STATED GOAL:
Starting with the line containing "GET /v1/detect?q=setting sun" and going on through the last line below, format the lines as a Markdown table with the columns "Row" and "Line". Number each row and omit blank lines.

Rows of box annotation data:
------------------------

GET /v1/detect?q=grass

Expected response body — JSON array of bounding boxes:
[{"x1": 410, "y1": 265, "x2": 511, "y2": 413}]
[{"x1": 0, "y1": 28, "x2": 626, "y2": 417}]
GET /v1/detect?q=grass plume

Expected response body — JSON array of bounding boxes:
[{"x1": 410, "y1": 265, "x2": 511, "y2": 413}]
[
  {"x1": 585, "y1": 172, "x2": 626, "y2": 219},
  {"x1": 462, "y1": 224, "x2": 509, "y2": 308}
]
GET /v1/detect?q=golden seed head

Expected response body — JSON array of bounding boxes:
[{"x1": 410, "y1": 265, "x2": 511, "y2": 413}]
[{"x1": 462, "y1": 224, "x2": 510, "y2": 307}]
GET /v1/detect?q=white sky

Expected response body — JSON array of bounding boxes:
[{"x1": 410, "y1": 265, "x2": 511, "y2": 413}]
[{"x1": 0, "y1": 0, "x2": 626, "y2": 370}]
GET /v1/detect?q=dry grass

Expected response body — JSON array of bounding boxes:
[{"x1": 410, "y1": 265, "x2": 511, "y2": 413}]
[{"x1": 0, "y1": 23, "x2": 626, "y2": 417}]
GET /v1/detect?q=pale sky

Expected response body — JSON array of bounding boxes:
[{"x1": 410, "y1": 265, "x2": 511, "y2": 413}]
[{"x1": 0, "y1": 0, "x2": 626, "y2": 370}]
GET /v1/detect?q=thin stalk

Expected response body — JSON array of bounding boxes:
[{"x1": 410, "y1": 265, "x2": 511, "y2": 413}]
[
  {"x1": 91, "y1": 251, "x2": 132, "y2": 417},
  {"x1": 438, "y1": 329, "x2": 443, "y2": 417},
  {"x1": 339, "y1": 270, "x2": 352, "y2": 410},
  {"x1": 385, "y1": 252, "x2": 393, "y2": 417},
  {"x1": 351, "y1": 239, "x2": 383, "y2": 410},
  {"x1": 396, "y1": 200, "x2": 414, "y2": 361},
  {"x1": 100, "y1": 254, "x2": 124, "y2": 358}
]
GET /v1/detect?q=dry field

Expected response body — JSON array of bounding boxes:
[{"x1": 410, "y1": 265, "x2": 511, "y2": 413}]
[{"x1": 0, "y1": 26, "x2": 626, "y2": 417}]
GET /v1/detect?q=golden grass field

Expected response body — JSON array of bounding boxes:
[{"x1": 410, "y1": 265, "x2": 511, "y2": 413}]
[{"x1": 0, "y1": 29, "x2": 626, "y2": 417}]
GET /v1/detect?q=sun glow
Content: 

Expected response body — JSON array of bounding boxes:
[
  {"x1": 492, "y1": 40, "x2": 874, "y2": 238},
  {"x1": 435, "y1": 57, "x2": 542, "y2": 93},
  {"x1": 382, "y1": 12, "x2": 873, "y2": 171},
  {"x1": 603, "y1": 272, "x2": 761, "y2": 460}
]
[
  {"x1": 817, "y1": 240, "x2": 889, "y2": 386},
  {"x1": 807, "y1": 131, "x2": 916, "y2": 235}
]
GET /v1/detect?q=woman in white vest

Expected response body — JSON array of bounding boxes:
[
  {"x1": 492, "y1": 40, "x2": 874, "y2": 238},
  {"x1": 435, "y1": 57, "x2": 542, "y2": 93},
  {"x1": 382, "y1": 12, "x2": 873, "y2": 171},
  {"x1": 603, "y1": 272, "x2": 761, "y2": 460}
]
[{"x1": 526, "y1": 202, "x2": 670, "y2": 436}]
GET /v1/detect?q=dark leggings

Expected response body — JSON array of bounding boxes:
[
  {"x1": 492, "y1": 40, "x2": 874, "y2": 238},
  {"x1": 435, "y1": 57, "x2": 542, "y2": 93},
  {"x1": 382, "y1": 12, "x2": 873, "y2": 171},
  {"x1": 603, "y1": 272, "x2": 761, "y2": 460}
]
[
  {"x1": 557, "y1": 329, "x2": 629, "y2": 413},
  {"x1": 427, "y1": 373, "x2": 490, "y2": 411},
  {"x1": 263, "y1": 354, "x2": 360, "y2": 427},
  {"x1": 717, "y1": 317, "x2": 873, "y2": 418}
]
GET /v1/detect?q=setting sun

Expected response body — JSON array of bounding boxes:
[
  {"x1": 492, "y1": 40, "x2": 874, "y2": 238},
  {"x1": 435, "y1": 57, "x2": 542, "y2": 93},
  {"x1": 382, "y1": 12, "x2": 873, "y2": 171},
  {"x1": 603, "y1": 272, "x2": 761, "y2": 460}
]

------------------------

TASK OUTPUT:
| Row | Line |
|---|---|
| 1 | GET /v1/detect?q=setting sun |
| 2 | Expected response body — JSON array of bounding boxes: |
| 3 | [ |
| 4 |   {"x1": 492, "y1": 40, "x2": 874, "y2": 238}, |
| 5 |   {"x1": 435, "y1": 57, "x2": 542, "y2": 93}, |
| 6 |   {"x1": 382, "y1": 12, "x2": 873, "y2": 171}, |
| 7 |   {"x1": 603, "y1": 272, "x2": 761, "y2": 460} |
| 8 | ] |